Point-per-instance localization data
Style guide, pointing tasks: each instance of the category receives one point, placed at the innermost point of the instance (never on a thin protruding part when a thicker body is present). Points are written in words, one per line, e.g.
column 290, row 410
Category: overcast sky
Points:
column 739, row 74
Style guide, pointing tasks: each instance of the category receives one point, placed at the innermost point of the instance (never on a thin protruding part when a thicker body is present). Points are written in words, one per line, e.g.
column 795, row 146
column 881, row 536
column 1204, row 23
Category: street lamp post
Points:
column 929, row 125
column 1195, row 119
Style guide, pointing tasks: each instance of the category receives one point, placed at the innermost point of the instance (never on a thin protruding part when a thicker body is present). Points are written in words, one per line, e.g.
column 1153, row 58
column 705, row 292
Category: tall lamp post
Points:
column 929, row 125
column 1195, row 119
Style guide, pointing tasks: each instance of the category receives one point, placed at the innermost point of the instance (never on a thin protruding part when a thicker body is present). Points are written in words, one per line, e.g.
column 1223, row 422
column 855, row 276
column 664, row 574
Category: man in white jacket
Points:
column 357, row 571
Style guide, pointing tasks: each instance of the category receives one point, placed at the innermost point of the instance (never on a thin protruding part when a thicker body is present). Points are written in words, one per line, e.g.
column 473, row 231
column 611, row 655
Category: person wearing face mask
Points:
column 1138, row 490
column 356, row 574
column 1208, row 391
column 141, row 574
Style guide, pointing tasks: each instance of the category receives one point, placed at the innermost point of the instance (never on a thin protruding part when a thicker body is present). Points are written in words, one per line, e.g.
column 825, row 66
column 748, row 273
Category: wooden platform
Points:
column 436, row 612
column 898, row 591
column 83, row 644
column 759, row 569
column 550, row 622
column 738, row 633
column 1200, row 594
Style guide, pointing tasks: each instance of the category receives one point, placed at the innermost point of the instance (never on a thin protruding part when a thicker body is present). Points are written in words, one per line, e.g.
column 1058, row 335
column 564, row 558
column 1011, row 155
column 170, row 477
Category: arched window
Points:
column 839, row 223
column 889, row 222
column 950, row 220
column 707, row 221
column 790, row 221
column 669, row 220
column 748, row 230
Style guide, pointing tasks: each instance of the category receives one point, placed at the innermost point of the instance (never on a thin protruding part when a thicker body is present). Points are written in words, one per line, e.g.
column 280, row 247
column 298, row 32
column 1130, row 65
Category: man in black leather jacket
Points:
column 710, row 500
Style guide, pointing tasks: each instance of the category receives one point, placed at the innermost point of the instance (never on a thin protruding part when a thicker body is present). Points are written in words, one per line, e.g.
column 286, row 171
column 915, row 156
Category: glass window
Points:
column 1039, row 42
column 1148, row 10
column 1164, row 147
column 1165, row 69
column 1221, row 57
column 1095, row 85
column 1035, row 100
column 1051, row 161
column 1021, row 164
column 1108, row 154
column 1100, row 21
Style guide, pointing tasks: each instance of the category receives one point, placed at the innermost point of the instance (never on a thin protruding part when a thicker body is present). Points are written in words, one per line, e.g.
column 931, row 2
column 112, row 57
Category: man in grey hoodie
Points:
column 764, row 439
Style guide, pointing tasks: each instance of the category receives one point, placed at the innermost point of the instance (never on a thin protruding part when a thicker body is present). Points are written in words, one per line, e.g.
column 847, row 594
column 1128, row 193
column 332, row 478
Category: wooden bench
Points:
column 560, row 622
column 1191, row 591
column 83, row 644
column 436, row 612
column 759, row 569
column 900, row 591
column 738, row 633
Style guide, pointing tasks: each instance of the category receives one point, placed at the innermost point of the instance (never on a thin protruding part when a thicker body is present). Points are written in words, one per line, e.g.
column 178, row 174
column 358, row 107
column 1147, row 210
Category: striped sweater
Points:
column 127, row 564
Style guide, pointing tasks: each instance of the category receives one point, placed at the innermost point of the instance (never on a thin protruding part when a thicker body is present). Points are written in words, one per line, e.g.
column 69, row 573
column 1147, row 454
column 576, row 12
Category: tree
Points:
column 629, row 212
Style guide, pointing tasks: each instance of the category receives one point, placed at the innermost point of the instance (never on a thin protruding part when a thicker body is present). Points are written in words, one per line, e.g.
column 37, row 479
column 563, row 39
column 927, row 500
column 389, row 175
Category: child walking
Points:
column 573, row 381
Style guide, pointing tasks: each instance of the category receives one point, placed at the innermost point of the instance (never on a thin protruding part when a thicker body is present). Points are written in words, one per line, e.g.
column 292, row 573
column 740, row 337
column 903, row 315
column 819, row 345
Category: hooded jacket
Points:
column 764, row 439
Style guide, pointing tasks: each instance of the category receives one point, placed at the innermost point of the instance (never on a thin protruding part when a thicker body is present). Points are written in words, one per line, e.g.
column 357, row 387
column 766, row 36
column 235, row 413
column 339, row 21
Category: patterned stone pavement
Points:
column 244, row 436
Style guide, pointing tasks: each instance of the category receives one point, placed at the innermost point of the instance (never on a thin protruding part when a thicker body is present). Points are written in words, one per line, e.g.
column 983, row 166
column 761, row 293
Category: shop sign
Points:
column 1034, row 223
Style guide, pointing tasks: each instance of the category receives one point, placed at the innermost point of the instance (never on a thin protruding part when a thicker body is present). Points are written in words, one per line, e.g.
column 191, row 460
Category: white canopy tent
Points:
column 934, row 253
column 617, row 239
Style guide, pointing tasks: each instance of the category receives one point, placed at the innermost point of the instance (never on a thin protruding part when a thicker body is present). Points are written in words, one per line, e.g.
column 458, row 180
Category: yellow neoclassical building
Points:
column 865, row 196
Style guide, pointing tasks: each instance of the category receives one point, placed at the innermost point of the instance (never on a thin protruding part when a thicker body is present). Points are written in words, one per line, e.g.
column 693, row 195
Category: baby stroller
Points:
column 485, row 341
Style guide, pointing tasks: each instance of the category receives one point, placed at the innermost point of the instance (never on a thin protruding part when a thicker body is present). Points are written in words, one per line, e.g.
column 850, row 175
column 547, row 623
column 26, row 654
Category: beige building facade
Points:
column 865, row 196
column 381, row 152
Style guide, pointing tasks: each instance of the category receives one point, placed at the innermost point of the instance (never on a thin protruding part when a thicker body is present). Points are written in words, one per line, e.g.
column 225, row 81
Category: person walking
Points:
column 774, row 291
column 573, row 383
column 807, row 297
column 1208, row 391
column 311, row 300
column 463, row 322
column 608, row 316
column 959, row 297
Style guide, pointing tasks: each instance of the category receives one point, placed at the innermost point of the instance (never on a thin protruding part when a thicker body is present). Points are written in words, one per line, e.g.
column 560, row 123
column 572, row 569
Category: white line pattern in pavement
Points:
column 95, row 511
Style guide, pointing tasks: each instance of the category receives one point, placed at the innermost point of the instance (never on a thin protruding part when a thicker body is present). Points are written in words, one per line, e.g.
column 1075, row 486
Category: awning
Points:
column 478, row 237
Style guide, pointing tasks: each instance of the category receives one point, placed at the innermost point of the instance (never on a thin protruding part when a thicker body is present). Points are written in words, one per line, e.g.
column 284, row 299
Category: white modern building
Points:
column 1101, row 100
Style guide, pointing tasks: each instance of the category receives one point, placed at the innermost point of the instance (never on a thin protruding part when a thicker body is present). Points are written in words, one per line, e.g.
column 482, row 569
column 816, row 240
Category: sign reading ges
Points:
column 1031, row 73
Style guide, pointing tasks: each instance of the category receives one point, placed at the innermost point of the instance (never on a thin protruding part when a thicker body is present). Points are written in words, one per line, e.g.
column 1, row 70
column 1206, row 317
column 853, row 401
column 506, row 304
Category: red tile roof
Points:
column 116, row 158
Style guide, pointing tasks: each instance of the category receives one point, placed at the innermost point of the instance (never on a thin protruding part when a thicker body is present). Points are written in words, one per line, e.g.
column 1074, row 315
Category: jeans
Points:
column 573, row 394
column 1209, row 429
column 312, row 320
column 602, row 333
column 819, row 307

> [Instructions to follow] Among the entries above, find every line holding "lamp" and copy it.

> [Task response]
Category: street lamp post
Category: tall lamp post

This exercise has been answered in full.